Records from a data collection
··········

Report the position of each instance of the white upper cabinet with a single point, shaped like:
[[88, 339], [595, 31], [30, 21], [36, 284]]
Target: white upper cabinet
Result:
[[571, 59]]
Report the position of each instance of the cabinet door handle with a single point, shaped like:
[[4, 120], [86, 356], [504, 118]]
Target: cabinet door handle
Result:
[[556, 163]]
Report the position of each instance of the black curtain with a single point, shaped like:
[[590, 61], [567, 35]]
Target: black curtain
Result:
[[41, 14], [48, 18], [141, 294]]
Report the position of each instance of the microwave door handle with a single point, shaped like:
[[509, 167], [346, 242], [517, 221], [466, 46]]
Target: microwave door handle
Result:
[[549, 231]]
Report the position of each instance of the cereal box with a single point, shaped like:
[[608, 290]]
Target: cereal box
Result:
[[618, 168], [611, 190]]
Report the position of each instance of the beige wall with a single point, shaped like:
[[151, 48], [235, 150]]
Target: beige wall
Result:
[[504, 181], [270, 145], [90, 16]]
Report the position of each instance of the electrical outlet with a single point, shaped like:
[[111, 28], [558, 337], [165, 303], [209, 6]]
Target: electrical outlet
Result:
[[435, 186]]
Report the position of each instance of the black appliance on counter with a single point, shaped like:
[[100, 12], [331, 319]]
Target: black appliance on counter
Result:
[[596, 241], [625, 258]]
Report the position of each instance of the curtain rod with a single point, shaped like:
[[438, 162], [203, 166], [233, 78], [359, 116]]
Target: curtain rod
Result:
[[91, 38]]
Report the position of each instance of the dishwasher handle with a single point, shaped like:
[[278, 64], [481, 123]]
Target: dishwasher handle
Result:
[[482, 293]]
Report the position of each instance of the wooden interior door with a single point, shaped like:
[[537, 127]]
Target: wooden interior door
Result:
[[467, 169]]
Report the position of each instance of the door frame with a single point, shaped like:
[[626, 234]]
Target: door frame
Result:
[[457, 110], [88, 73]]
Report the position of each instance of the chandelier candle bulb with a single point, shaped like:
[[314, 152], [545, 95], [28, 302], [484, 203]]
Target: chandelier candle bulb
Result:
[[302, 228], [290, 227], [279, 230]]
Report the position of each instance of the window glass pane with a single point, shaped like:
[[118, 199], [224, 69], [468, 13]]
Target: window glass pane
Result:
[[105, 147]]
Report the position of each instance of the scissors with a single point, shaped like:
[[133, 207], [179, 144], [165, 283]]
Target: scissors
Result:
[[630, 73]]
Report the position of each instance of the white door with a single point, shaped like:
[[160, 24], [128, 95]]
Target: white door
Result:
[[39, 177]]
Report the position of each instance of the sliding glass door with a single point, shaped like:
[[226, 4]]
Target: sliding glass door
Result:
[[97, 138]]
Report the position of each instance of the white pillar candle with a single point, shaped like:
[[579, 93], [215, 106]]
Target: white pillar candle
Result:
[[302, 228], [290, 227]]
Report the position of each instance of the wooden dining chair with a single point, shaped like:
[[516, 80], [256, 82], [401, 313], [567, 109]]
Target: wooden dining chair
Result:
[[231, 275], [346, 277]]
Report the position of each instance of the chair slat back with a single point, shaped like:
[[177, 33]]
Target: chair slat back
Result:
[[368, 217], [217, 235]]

··········

EXERCISE:
Return only the number of lines above that include "pane".

TASK RESULT:
2